DIRECTIVE: Reproduce the entries from the line containing "identify each number" through the end of the entries, both ends included. Keep the requests and their sample coordinates as they stand, but multiply every bounding-box coordinate in the answers by 1.55 and round each to a whole number, rounding halves up.

Region annotation entries:
[Start]
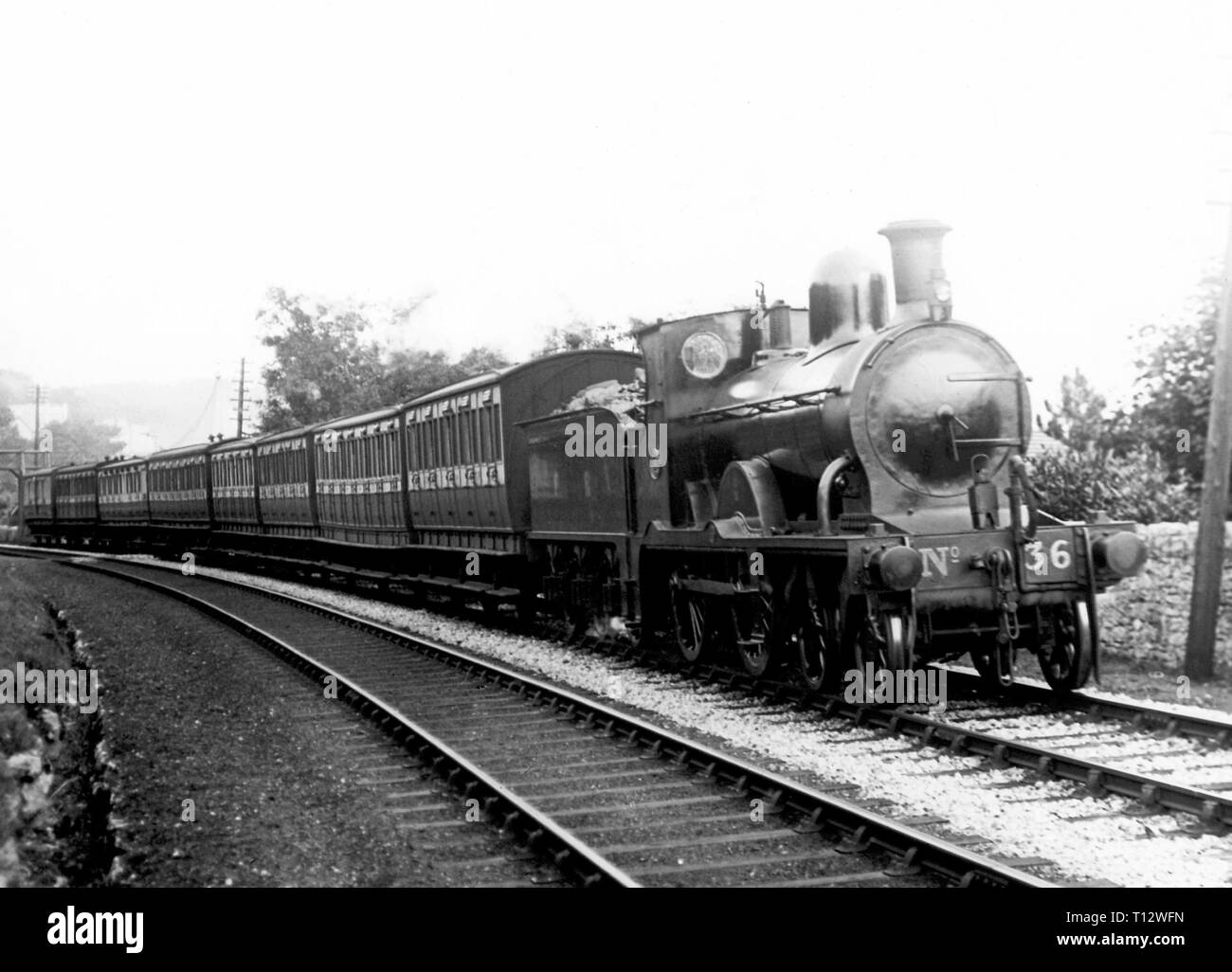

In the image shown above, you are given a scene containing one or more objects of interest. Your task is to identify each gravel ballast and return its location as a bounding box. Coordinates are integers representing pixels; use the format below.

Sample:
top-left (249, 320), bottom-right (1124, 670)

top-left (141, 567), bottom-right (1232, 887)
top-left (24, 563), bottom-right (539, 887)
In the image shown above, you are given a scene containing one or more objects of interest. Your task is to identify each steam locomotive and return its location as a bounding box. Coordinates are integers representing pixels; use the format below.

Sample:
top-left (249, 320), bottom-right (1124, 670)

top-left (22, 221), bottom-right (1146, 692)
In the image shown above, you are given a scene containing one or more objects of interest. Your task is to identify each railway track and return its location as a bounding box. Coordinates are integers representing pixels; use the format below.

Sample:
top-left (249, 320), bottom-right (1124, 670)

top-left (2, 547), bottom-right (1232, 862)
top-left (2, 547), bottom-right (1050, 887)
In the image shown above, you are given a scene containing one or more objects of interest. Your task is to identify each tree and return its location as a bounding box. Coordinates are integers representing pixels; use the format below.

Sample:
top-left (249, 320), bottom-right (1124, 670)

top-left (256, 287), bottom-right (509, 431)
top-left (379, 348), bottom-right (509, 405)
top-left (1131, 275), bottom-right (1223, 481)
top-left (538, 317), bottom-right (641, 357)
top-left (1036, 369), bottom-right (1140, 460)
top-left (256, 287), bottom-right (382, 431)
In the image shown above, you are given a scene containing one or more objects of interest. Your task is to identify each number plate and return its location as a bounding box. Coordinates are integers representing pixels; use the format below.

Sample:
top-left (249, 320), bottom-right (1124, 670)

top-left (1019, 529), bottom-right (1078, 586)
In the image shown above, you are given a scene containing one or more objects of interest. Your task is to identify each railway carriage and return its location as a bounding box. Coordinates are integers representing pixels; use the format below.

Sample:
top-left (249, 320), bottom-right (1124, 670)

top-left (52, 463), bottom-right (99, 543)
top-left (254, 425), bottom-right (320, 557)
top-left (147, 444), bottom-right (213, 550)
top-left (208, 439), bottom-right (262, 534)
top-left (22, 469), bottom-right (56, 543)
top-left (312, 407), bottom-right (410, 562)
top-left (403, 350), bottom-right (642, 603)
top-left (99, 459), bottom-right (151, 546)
[End]
ANSWER TO THE EXERCISE:
In the image shown above, you are given a scene containing one or more objects of interest. Your task is to identify each number plate and return its location as a bounding box. Coordinates are integers representing pixels; use the format below.

Sample:
top-left (249, 320), bottom-right (1124, 670)

top-left (1579, 820), bottom-right (1671, 908)
In the image shown above, you are given a scene containing one or more objects of interest. Your task is to identify each railway carriage and return its location as a bounding box. Coordinates are integers representing pixels; use the format below.

Sample:
top-left (249, 320), bottom-right (1124, 670)

top-left (81, 718), bottom-right (153, 842)
top-left (394, 659), bottom-right (496, 863)
top-left (228, 688), bottom-right (330, 853)
top-left (322, 680), bottom-right (406, 828)
top-left (34, 727), bottom-right (87, 842)
top-left (484, 631), bottom-right (636, 871)
top-left (625, 543), bottom-right (995, 935)
top-left (153, 711), bottom-right (234, 846)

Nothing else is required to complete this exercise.